━━━━━ AUSZUG AUS DOKUMENT ━━━━━
Samstag, 17. März 2018, 14 Uhr
Plovdiv, Plovdiv Stadion
Als Monsieur Groundhopping im Altmühltal zum Jahreswechsel den Vorschlag in die Runde geworfen
hat, zum Derby nach Sofia zu fliegen, sprach eigentlich wenig für
eine Zusage. Ich bin kein Freund des zwar lauten, aber monotonen
osteuropäischen Supportstils, das Nationalstadion in Sofia, in das
alle Derbys verlegt werden, ist der einzige Ground in Bulgarien, den
ich schon habe, und als fader Beigeschmack kommt hinzu, dass in
Hopper-Kreisen solche Spiele inzwischen regelrecht eventisiert
werden, man also vor Ort mit nahezu einer Hundertschaft junger
Deutscher rechnen muss, die das Spiel wahlweise zum Schaulaufen
nutzen oder es mit einem Auswärtsspiel ihres eigenen Vereins
verwechseln und entsprechend dauer-aggro durch die Gegend
marschieren. Drei Argumente sprachen dann aber doch dafür, noch von
Afrika aus die Zusage gegeben zu haben: Ryanair schmeißt den Flug
nach Bulgarien für 9,99 Euro aus dem Fenster, Plovdiv wird während
der viertägigen Expedition als Hauptquartier auserkoren und ist
durch seine Ernennung zur europäischen Kulturhauptstadt 2019
sicherlich mal wieder einen Blick wert und vor allem verdient die
Zusammenstellung der Reisegruppe eindeutig das Prädikat „wertvoll“.
━━━━━ EINTRÄGE IM DATENSATZ ━━━━━
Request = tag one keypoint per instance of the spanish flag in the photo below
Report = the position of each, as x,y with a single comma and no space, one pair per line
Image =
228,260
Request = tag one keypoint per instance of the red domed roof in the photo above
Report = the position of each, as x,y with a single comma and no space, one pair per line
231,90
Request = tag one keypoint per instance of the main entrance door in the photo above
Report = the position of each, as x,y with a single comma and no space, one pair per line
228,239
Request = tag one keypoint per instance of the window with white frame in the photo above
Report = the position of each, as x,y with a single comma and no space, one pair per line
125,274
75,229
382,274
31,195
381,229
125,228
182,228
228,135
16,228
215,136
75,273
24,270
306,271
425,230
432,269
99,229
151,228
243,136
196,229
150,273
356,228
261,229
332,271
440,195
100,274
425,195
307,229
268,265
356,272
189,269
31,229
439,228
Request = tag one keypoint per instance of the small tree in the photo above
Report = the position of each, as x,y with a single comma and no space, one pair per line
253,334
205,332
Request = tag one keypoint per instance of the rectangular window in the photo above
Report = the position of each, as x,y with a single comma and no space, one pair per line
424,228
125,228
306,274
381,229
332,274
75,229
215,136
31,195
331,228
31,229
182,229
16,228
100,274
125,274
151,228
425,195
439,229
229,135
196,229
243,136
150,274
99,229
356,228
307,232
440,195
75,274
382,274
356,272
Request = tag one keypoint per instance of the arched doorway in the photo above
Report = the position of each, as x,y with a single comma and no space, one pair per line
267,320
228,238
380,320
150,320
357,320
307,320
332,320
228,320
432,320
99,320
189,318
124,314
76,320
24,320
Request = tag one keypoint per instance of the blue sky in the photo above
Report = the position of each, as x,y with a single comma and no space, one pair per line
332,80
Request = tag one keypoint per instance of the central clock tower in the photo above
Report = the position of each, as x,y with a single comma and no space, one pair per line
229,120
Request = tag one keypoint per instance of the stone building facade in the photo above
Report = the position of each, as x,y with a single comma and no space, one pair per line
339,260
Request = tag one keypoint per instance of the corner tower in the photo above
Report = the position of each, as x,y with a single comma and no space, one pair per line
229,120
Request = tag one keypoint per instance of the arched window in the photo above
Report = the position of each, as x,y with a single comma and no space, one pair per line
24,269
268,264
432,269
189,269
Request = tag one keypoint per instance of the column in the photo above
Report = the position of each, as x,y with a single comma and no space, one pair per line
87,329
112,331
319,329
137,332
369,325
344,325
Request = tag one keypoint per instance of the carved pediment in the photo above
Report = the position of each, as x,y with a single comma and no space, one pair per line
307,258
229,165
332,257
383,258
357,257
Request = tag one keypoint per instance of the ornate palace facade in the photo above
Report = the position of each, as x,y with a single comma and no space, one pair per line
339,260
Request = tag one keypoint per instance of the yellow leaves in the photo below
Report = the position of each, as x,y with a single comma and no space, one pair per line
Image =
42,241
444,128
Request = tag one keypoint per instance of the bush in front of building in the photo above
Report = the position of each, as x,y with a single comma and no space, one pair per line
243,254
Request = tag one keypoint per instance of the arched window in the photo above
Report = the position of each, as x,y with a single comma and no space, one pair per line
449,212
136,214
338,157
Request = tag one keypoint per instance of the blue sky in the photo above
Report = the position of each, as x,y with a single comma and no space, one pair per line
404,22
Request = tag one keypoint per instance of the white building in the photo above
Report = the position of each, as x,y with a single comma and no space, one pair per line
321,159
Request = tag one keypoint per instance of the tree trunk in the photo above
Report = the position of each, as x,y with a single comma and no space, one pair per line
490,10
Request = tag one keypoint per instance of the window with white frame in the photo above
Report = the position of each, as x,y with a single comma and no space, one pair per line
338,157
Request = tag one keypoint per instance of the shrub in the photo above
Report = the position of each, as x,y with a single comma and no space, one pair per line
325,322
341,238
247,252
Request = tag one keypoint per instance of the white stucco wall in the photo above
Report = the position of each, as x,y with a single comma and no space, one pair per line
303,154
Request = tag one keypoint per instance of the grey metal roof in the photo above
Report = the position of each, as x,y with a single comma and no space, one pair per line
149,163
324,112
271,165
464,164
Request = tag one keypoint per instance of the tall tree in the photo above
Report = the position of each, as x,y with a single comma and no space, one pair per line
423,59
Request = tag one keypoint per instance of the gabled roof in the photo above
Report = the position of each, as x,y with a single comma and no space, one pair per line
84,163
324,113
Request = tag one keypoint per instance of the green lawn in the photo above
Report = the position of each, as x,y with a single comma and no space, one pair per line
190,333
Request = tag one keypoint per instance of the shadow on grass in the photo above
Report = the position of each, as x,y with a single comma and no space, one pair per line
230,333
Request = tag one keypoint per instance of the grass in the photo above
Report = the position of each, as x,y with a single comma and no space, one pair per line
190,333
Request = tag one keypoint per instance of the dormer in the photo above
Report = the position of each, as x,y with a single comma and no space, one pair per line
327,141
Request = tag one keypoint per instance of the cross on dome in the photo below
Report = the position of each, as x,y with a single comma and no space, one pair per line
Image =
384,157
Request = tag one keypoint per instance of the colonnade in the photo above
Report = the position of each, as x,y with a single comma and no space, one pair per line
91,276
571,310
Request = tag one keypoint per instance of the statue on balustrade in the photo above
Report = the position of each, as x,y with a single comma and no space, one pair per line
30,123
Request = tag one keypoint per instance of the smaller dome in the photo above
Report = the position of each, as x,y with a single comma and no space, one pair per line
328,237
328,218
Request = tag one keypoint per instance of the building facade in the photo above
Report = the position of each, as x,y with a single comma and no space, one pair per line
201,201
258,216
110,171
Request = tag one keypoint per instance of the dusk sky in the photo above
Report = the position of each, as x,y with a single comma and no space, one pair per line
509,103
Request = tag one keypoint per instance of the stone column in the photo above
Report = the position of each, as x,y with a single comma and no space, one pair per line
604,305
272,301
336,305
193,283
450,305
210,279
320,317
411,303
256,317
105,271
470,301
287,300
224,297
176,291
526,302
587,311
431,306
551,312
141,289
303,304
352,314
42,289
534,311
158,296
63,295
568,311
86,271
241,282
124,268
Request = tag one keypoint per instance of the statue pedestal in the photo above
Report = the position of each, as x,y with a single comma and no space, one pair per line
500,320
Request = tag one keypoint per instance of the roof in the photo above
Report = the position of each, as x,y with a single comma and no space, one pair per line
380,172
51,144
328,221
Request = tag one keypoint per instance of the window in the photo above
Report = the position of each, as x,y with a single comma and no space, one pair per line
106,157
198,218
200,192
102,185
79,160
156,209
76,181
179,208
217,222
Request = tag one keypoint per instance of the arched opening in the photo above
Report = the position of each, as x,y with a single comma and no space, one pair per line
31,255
━━━━━
SCHRIFTLICHE AUFGABE A. Zu welchem Preis bietet Ryanair laut dem Reisebericht über die Bulgarienfahrt den Flug nach Bulgarien an?
SCHRIFTLICHE AUFGABE B. Bitte setze den Reisebericht über die Bulgarienfahrt nach seinem letzten Satz fort.

RICHTIGE ANTWORT A. Für 9,99 Euro.

RICHTIGE ANTWORT B.
Es geht also am Freitagabend mit der goldenen Harfe von Hahn zum
winzigen Flughafen Plovdiv. Drei Gates, fünf Flüge am Tag, nicht
einmal 80.000 Passagiere pro Jahr – das haut Frankfurt in drei
Stunden raus. Ärgerlich, aber aufgrund der Größe auch
nachvollziehbar: Der Flughafen Plovdiv ist nicht an das ÖPNV-Netz
angebunden. Es gibt also keine Alternative zur Taxi-Mafia, die
entsprechend selbstbewusst in dem kleinen Terminal auftritt. Für
umgerechnet 10 Euro ist die 20-minütige Fahrt ins Stadtzentrum aber
schon zu haben, was mit mehreren Leuten ja wirklich bezahlbar ist.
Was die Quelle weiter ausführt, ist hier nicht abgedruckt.